===== Records provided =====

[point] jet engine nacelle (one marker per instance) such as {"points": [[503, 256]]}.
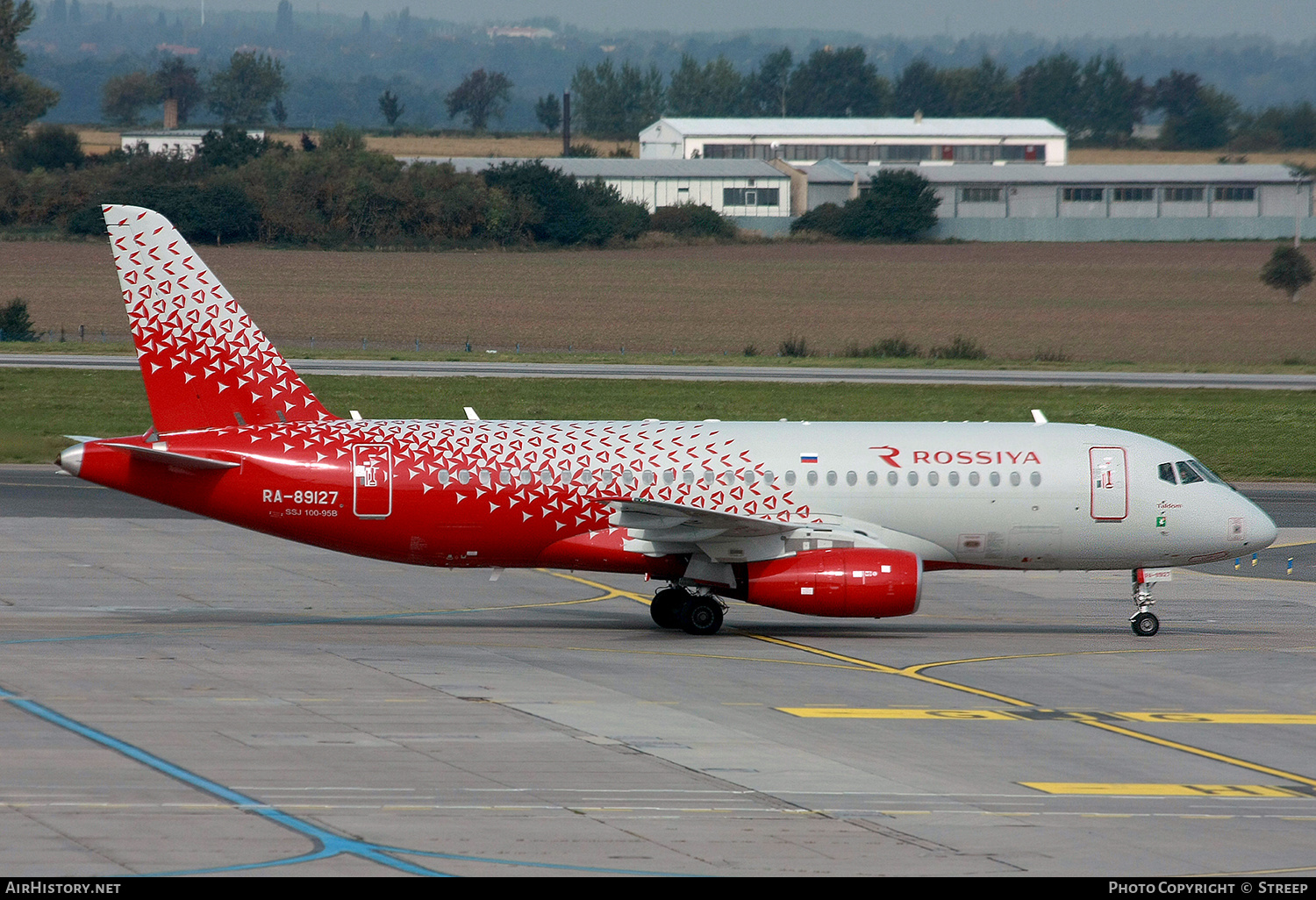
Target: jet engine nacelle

=====
===== Records provided =====

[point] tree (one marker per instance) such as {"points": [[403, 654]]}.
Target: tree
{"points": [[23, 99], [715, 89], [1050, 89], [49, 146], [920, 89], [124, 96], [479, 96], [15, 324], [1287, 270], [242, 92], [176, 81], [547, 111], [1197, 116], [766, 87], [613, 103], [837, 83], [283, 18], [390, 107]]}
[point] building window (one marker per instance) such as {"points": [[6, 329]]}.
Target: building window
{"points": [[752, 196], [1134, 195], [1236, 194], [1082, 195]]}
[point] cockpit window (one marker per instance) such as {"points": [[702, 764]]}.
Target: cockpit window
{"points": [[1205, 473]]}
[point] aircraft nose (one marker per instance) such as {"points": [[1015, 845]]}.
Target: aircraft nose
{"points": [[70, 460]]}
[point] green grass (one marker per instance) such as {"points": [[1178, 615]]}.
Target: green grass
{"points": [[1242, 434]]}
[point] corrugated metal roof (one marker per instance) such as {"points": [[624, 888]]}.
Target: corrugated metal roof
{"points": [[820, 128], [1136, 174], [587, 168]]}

=====
===== Records provided =====

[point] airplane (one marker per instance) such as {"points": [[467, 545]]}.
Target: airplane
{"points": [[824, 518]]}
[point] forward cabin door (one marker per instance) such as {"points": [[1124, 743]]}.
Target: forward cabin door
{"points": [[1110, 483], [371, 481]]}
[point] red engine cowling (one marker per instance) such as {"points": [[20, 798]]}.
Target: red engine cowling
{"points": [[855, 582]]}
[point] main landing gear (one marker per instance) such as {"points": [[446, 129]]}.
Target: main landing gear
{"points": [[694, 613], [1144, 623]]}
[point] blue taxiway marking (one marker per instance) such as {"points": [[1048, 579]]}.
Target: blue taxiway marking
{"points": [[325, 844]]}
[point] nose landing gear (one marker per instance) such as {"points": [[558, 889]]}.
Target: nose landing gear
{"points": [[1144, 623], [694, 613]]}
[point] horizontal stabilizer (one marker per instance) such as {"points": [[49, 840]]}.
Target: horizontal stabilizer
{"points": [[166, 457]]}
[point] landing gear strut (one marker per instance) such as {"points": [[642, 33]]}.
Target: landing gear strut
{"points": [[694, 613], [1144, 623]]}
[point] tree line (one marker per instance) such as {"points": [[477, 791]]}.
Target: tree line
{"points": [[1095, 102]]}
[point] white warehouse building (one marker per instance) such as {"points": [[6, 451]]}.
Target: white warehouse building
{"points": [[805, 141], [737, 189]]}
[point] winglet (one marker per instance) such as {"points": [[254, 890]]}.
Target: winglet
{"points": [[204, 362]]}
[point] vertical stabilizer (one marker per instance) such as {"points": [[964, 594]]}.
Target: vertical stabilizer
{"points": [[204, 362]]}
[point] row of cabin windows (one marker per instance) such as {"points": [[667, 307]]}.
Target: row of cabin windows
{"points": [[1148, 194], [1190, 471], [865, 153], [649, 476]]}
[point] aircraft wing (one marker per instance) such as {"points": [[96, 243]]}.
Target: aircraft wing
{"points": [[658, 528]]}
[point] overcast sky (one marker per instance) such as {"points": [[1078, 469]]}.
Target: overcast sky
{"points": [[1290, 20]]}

=====

:: Directions ::
Repeat the lines above exactly, beginning with the one containing "[point] jet engine" and finishing with the one containing "Target: jet engine nacelle". No pictures belong in the copy.

:: Result of this exercise ::
[point] jet engine nacelle (one marker per instance) such as {"points": [[503, 256]]}.
Target: jet engine nacelle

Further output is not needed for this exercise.